#### ВЫБРАННЫЙ ОТРЫВОК
───

До какой мелочности доходит Б-ский в своих доносах на нас! Как-то в декабре, выходя из своего кабинета, он споткнулся о только что вымытый пол и упал. Начальница же с его фавориткой Ч-вой была в это время в кабинете. И вот в округ полетел донос, что начальница при его падении «злорадно усмехнулась».

15 января

Вечером был созван педагогический совет. Сначала читались какие-то националистические циркуляры Министерства, «разъясняющие» высочайший указ о преподавании в инородческих школах на родных языках учащихся. Потом стали обсуждать вопрос о праздновании юбилея Дома Романовых. Опять пошли циркуляры: о внедрении в учащихся патриотических чувств, о выписке для раздачи учащимся изданий союза Михаила Архангела и т. п. Начальница же с целью реабилитировать себя от обвинений в «красноте» предложила, сверх того, послать телеграмму на высочайшее имя. Б-ский же без стеснения улыбался при этом. Когда эти вопросы были исчерпаны, законоучитель священник П. попросил у председателя разрешения доложить педагогическому совету о тех неудобствах, с которыми сопряжено для него новое расписание уроков (расписание это составлено было по распоряжению Б-ского и в его личных интересах самозванным секретарем Ч-вой, которая постаралась угодить своему покровителю и, устроив его уроки самым удобным образом, остальные растолкала как попало). Председатель разрешил, и тогда П. заявил, что он обязан ходить на общую молитву перед уроками, а между тем по средам, по новому расписанию, его уроки начинаются не с первою, а со второго. Таким образом, первый час остается пустым, никуда использовать его нельзя, т<ак> к<ак> для хождения домой мало времени, а в гимназии тоже нечего делать. Поэтому он стал настаивать, чтобы Ч-ва изменила расписание в его интересах. Та возражала, что так устроить она не может. П. же отвечал, что если совет постановит так, то она должна будет так сделать. Б-ский тогда вскипел. Заявил, что этот вопрос (о расписании!) не входит в компетенцию педагогического совета; снял его с очереди и объявил заседание закрытым. А сам, торопливо схватив свои бумаги, как бешеный, вылетел из комнаты. Остальные, ошеломленные таким финалом, поднявшись на ноги, столпились около стола и стали обсуждать вопрос о том, в чью же компетенцию входит вопрос о расписании и почему секретарь, избираемый советом, может составлять расписание, а совет не имеет права его обсуждать. В это время вернулся в зал и Б-ский. Пробежавшись но пустым комнатам, он несколько успокоился, вмешался в наш разговор о неудобствах нового расписания и уже не возражал против обсуждения этой темы. П. еще раз попросил Ч-ву изменить его уроки в среду и в случае затруднения ее в этом отношении предложил свои услуги. На этом дело и окончилось.

───

#### МАТЕРИАЛ
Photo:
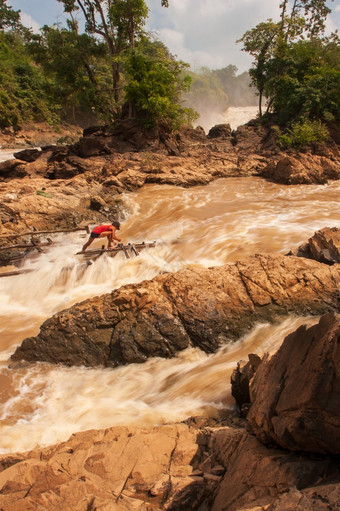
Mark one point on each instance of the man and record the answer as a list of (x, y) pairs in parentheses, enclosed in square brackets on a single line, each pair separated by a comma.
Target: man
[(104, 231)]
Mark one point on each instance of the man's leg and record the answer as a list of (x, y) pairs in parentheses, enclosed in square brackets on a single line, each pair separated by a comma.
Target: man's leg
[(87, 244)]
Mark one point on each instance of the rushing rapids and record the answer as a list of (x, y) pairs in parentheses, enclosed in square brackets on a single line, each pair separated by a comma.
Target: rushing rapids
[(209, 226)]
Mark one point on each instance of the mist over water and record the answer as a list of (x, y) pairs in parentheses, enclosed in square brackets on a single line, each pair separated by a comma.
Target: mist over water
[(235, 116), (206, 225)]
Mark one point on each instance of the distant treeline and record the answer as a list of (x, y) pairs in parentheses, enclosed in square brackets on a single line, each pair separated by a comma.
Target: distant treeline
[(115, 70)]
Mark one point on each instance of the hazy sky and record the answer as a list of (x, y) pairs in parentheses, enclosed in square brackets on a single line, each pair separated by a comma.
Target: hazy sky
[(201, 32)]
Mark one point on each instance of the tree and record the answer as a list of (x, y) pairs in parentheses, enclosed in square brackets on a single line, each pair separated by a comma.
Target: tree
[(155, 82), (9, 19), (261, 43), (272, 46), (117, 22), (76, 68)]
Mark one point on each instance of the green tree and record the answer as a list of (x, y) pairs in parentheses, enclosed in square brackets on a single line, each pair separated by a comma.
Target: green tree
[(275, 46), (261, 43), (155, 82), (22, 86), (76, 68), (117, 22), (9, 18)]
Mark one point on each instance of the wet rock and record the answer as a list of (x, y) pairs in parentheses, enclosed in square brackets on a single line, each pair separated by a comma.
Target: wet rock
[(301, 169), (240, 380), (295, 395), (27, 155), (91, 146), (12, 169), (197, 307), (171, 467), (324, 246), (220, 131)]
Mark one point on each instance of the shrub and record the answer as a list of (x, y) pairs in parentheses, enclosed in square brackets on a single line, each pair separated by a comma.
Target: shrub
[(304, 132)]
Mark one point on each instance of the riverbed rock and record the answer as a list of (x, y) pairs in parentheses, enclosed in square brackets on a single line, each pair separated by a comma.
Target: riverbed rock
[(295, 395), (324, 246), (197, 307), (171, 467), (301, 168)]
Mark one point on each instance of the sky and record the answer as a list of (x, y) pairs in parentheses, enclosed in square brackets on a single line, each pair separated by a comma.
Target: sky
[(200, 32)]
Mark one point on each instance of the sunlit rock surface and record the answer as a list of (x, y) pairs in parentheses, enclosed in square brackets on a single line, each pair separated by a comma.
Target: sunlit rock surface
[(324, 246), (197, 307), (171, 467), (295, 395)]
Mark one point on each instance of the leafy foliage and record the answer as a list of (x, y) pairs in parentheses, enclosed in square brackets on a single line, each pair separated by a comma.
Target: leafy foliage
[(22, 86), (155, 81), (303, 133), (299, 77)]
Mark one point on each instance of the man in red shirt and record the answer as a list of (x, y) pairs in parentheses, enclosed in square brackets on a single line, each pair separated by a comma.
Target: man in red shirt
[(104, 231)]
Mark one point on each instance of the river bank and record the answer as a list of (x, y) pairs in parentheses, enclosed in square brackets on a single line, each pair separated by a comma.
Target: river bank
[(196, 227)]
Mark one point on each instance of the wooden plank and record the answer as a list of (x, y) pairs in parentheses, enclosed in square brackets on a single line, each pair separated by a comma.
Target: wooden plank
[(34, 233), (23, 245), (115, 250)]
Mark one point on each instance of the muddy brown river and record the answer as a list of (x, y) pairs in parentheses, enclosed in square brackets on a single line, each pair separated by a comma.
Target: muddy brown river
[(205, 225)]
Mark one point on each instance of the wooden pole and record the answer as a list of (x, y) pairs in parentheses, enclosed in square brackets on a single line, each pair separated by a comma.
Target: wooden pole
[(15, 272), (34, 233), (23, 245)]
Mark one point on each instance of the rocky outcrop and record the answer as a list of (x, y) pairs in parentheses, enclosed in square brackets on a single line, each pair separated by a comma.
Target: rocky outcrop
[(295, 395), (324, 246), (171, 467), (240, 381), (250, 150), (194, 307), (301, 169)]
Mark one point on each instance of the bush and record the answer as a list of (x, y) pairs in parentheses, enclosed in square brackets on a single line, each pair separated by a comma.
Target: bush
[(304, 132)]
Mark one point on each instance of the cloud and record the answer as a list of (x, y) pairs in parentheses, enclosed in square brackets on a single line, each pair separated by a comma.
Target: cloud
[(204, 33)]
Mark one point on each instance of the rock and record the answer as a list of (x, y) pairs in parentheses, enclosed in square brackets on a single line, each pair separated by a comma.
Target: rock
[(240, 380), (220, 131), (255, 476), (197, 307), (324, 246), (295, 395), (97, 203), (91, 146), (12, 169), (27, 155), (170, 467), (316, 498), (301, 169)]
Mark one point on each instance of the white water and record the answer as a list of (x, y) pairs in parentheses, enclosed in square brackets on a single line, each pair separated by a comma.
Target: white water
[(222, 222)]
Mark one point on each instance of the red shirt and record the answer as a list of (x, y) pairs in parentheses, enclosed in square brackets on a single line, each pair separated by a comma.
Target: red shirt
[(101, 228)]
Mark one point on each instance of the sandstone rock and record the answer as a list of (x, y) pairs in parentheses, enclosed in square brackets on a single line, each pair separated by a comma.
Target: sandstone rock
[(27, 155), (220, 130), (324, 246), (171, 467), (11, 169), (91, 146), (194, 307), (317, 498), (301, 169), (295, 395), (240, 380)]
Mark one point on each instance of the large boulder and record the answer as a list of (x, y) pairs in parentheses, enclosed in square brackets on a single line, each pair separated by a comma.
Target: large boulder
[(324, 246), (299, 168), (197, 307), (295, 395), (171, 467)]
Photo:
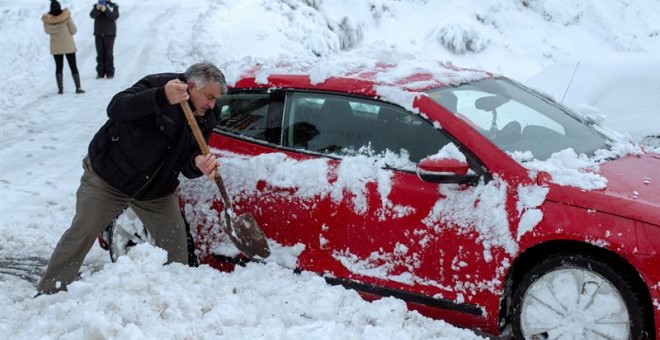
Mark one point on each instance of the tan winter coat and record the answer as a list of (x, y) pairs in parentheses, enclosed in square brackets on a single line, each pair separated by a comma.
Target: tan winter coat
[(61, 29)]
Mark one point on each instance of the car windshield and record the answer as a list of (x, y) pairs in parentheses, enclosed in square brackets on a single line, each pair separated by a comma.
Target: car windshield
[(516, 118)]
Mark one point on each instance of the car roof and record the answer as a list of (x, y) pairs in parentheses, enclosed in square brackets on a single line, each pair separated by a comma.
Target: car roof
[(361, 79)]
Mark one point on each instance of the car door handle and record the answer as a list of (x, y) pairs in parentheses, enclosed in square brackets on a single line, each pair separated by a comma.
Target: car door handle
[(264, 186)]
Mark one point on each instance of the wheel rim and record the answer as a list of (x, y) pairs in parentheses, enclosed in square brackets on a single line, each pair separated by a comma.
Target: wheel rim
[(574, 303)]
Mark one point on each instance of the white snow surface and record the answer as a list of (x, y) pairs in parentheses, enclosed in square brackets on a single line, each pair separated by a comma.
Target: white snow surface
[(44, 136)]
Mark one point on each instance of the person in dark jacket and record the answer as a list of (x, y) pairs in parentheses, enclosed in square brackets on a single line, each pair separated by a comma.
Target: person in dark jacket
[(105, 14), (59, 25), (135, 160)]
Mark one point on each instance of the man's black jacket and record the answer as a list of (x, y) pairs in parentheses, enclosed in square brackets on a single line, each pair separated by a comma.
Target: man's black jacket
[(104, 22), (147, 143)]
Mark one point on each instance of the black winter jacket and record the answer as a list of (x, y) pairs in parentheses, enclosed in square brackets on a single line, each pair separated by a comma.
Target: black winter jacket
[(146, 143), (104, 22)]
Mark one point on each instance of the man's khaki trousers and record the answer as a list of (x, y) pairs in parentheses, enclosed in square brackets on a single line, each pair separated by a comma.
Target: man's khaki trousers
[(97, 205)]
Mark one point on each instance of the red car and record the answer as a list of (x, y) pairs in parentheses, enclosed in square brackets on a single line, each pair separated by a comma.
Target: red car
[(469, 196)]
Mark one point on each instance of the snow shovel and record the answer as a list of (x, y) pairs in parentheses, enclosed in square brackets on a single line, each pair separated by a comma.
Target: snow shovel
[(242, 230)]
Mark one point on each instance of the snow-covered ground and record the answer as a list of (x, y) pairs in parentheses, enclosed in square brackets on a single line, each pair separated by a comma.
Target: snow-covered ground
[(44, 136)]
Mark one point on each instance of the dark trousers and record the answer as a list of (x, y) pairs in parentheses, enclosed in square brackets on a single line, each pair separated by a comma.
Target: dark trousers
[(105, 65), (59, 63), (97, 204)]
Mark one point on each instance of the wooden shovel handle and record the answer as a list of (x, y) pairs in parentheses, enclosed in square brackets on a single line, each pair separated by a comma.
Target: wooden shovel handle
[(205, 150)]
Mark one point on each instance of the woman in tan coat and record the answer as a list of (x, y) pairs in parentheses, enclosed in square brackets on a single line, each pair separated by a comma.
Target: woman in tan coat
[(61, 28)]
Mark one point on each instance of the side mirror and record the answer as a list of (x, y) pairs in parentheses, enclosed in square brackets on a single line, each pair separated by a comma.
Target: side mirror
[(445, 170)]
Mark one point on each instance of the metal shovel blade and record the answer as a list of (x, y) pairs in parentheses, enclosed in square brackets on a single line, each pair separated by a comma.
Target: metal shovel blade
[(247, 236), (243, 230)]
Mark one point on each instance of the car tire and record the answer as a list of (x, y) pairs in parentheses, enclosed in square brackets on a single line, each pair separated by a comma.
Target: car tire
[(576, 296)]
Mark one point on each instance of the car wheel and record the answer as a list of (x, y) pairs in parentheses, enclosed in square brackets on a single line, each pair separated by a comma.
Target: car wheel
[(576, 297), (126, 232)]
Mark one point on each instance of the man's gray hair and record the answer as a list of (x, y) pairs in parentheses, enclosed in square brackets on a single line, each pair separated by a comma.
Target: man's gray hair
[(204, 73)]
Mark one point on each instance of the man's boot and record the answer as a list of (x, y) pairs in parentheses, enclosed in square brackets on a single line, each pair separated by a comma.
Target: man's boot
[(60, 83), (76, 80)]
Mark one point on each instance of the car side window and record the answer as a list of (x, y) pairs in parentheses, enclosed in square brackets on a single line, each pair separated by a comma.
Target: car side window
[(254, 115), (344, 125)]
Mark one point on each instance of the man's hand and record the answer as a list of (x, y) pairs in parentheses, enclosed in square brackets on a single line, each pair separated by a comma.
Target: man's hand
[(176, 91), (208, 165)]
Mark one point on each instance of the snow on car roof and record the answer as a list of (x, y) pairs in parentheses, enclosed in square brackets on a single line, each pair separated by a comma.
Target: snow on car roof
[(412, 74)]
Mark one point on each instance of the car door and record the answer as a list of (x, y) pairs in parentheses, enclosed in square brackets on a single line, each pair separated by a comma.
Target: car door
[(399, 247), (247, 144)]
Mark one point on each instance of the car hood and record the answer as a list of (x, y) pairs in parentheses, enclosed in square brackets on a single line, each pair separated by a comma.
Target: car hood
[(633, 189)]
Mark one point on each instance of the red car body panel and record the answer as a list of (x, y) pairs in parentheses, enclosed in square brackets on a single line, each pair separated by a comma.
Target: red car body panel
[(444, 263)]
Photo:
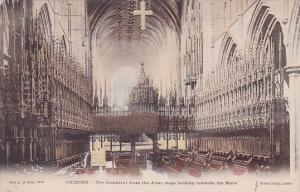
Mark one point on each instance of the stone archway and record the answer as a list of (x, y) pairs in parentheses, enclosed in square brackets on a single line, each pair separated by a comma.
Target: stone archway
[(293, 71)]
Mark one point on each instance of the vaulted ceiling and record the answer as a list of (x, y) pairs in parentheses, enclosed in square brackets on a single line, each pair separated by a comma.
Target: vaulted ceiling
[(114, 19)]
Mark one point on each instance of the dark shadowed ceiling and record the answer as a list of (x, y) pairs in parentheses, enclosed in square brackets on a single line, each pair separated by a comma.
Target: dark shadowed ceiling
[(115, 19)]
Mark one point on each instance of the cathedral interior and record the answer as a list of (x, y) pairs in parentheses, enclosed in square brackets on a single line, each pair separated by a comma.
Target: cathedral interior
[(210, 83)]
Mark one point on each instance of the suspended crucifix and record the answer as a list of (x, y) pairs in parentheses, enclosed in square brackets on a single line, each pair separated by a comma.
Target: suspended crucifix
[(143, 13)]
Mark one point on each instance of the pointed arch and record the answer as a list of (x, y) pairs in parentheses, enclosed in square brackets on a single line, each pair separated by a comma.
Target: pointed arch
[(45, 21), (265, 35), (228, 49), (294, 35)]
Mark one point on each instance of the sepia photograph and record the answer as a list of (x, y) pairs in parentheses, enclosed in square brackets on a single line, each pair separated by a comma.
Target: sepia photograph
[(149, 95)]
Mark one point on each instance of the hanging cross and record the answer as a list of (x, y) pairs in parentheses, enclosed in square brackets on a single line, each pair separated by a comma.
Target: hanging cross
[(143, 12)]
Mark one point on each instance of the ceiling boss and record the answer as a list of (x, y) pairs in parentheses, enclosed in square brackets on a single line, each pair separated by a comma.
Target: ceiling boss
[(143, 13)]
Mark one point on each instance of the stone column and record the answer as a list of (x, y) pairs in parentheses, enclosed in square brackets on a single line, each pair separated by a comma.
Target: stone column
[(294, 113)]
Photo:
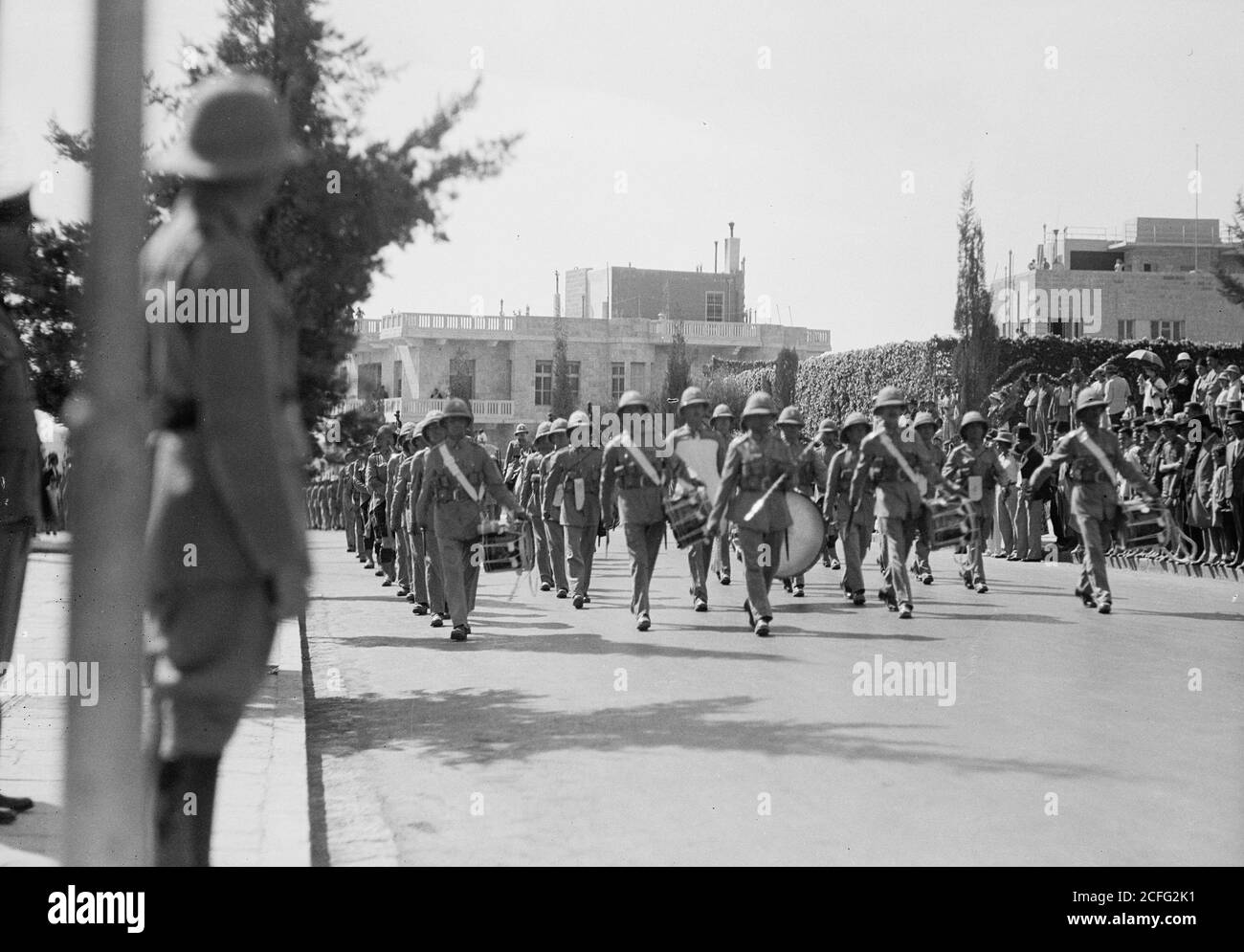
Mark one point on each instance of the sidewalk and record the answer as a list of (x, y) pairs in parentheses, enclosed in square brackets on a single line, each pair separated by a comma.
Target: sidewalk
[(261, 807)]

───

#### ЗАДАНИЕ
Напишите продолжение дневникового отрывка о гимназии, начав сразу после его последней фразы.

#### РЕЗУЛЬТАТ
16 января

Когда утром пришел в гимназию, коллеги встретили меня ошеломляющей новостью: Б-ский послал законоучителю П. официальную бумагу об отречении его от обязанностей и сегодня ищет уже, кем заменить его. В бумаге ссылка на министерский циркуляр от 1903 г., предоставляющий председателю право преподавателей «явно негодных по педагогической несостоятельности» и манкирующих своими обязанностями «после предупреждения» устранять от должности. Ничего подобного в данном случае не было. Священник П. был одним из исправнейших педагогов; притом это человек высокообразованный (единственный в нашем городе священник с высшим образованием) и гуманный. О преподавании его Б-ский почти не имел даже и понятия, т<ак> к<ак> был на его уроке всего один раз, да и то в первом классе. Никаких замечаний ни от Б-ского, ни от предыдущих председателей П. не получал. Таким образом, указанный Б-ским циркуляр сюда совершенно не подходит. Поступок его явно незакономерный, настоящий акт произвола, продиктованный нескрываемым чувством мести. Теперь не смей, значит, не только председателю возражать, но даже его временницам.

Ну и времена!

17 января

Увольнение законоучителя произвело в городе сильное впечатление. Все этим возмущены и осуждают Б-ского. Среди учениц, любивших «батюшку» за его гуманное отношение, началось было брожение. На молитве, где его уже не было, ученицы подняли демонстративный кашель. Некоторые готовы были агитировать и за более активные выступления, но сам П. упросил их успокоиться, т<ак> к<ак> это повредит и им и ему. Теперь хотят зато поднести ему какой-нибудь подарок. Был, например, разговор об этом в V классе, где одна бойкая и умненькая девочка 3. заявила, что если за это будут преследовать учениц, то она возьмет всю вину на себя, и пусть ее исключают. IL, конечно, тоже начал действовать со своей стороны: послал телеграмму и письменное объяснение в округ. В его судьбе приняли горячее участие и другие прикосновенные к гимназии лица: церковный староста послал телеграмму архиерею, а председатель попечительского совета — окружному начальству. Но пока что выяснится, время идет. Занятия по закону Божию прекратились, церковь стоит без священника. Да и удастся ли еще реабилитировать себя пострадавшему? Ведь Б-ский может сочинить о нем что угодно, уволенный же педагог даже не знает, в чем его обвиняют. Невольно позавидуешь настоящим преступникам, которым известен обвинительный акт, которых наказывают только по приговору суда, которые имеют право на защиту. И в таком бесправном положении находятся лица, состоящие на государственной службе; лица, которым вверяется дело воспитания будущих граждан!

19 января

Педагоги ходят как в воду опущенные; пропадает всякая охота работать. И только Б-ский чувствует себя именинником. Такой же франтоватый костюм, полужокейского, полувоенного образца; тот же гордый вид и надменное бритое лицо! Он знает, что по нынешним временам можно делать что угодно, надо только зачислить себя в рать черных патриотов. И он, провоцируя учителей и учениц и нарушая на каждом шагу законы, укрепляет под собой почву, с другой стороны. В последние дни он делает визиты видным здешним «союзникам», откровенно говорит им, что разгонит из гимназии по крайней мере 6 человек педагогов, и все это прикрывает «патриотическими» целями. Да, науку «неофициальной субординации» он вполне постиг! Бесцеремонное же попирание законов тоже одно из лучших средств для создания себе карьеры.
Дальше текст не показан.